**PROBLEM**
Render every line of the data below as a Markdown table with two columns, Row and Line. Number the rows in order and leave out blank lines.

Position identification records
· · ·

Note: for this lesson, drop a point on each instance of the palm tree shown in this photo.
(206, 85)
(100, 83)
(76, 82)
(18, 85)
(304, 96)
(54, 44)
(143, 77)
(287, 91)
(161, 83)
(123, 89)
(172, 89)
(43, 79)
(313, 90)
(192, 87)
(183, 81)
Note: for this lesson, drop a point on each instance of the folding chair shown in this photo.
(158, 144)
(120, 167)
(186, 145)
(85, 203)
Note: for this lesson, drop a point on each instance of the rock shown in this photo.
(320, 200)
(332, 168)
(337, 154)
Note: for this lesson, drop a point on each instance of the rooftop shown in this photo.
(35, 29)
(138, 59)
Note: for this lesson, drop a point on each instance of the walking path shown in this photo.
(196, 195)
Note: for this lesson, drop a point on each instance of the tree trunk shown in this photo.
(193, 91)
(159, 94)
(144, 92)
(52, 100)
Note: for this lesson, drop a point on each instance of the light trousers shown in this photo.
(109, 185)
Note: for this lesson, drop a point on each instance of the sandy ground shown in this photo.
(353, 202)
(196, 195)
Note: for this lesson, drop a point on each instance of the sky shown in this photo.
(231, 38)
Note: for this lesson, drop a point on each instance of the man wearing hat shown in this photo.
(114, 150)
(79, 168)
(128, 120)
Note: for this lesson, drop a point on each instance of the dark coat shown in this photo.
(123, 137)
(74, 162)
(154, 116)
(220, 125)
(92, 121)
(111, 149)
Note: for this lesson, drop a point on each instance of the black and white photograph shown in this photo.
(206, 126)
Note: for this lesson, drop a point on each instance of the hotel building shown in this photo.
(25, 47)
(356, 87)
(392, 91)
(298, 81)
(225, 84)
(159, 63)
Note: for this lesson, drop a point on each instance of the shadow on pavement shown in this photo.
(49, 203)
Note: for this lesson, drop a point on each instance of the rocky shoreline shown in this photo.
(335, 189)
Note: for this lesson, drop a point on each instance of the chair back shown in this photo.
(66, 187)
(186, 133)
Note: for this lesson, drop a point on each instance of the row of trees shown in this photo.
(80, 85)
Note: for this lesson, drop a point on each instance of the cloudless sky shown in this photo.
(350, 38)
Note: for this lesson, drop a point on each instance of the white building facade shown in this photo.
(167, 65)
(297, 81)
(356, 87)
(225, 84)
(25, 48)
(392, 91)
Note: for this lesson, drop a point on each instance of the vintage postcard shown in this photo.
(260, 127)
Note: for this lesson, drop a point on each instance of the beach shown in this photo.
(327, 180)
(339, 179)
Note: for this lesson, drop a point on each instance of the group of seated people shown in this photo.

· · ·

**FULL OUTPUT**
| Row | Line |
|---|---|
| 1 | Note: for this lesson, drop a point on each instance of the palm tree shown in this photo. |
| 2 | (206, 85) |
| 3 | (100, 83) |
| 4 | (76, 82) |
| 5 | (18, 85) |
| 6 | (304, 96) |
| 7 | (54, 44) |
| 8 | (143, 77) |
| 9 | (287, 91) |
| 10 | (161, 83) |
| 11 | (123, 89) |
| 12 | (172, 89) |
| 13 | (43, 79) |
| 14 | (313, 90) |
| 15 | (192, 87) |
| 16 | (183, 81) |
| 17 | Note: for this lesson, drop a point on each instance of the folding chair shown in this photo. |
| 18 | (158, 144) |
| 19 | (120, 167) |
| 20 | (186, 145) |
| 21 | (85, 203) |
| 22 | Note: for this lesson, drop a point on each instance of the rock shown in this photo. |
| 23 | (320, 200) |
| 24 | (332, 168) |
| 25 | (337, 154) |
| 26 | Note: for this lesson, drop a point on each instance of the rooftop shown in this photo. |
| 27 | (35, 29) |
| 28 | (138, 59) |
| 29 | Note: for this lesson, drop a point on each instance of the walking path shown in this photo. |
| 30 | (196, 195) |
| 31 | Note: for this lesson, drop a point on each instance of the tree trunk shown in this photo. |
| 32 | (193, 91) |
| 33 | (159, 94) |
| 34 | (144, 92) |
| 35 | (52, 100) |
| 36 | Note: for this lesson, drop a point on each instance of the light trousers shown in this photo. |
| 37 | (109, 185) |
| 38 | Note: for this lesson, drop a point on each instance of the sandy ground shown in this photo. |
| 39 | (353, 202) |
| 40 | (196, 195) |
| 41 | Note: for this lesson, drop a point on each instance of the sky shown in this photo. |
| 42 | (231, 38) |
| 43 | Note: for this lesson, drop a point on each instance of the man wearing hat shown in this photo. |
| 44 | (114, 150) |
| 45 | (79, 168) |
| 46 | (128, 120) |
| 47 | Note: for this lesson, drop a point on each instance of the dark coat shown in this photo. |
| 48 | (123, 137) |
| 49 | (74, 162) |
| 50 | (154, 116) |
| 51 | (220, 125) |
| 52 | (92, 121) |
| 53 | (111, 149) |
| 54 | Note: for this lesson, drop a point on each instance of the black and white photograph shown in this photo. |
| 55 | (206, 126) |
| 56 | Note: for this lesson, drop a point on each instance of the hotel building shown in this photo. |
| 57 | (25, 47) |
| 58 | (356, 87) |
| 59 | (392, 91) |
| 60 | (298, 81) |
| 61 | (225, 84) |
| 62 | (159, 63) |
| 63 | Note: for this lesson, drop a point on each instance of the shadow on pavement shown in this photo. |
| 64 | (49, 203) |
| 65 | Note: for this lesson, drop a point on each instance of the rocky shoreline shown in this photo. |
| 66 | (335, 189) |
| 67 | Note: for this lesson, drop a point on each instance of the chair back shown in this photo. |
| 68 | (66, 187) |
| 69 | (186, 133) |
| 70 | Note: for this lesson, drop a point on each instance of the row of trees shown in this photo. |
| 71 | (80, 85) |
| 72 | Note: for this lesson, drop a point on each instance of the cloudless sky shown in this photo. |
| 73 | (350, 38) |
| 74 | Note: for this lesson, drop a point on each instance of the white building facade shown in this photo. |
| 75 | (167, 65) |
| 76 | (297, 81) |
| 77 | (356, 87) |
| 78 | (225, 84) |
| 79 | (25, 48) |
| 80 | (392, 91) |
| 81 | Note: for this lesson, drop a point on each instance of the vintage postcard shown in this photo. |
| 82 | (260, 127) |
| 83 | Note: for this lesson, drop a point on each instance of the beach shown in this photo. |
| 84 | (327, 180) |
| 85 | (339, 179) |
| 86 | Note: for this lesson, drop a point on each instance of the group of seated people shown in this photo. |